Go through the material underneath and show every line where the string "point" occurs.

(Record excerpts Opens)

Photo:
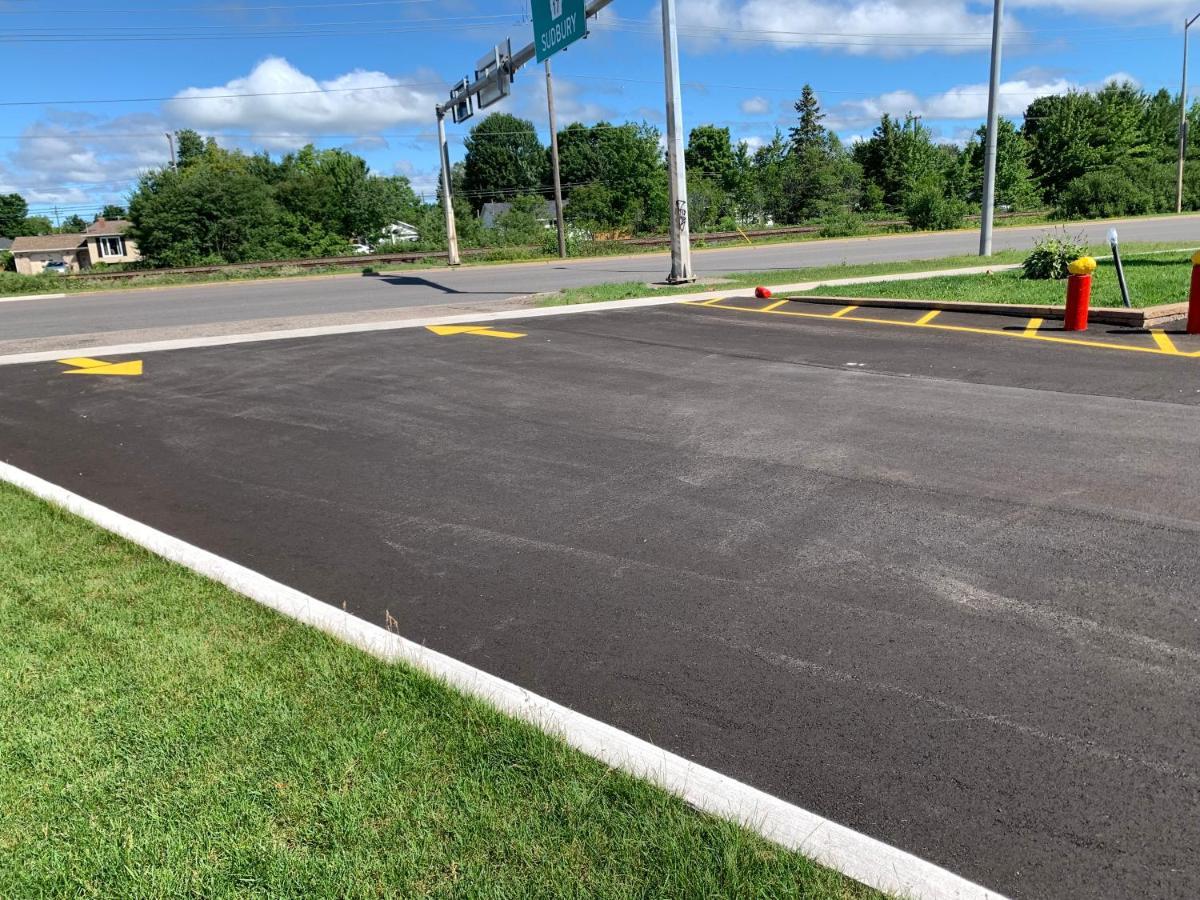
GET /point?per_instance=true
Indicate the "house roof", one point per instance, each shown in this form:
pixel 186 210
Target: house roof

(Record excerpts Closes)

*Answer section*
GET /point?per_instance=true
Indicate the "house roof", one point per instance, each shown in this form:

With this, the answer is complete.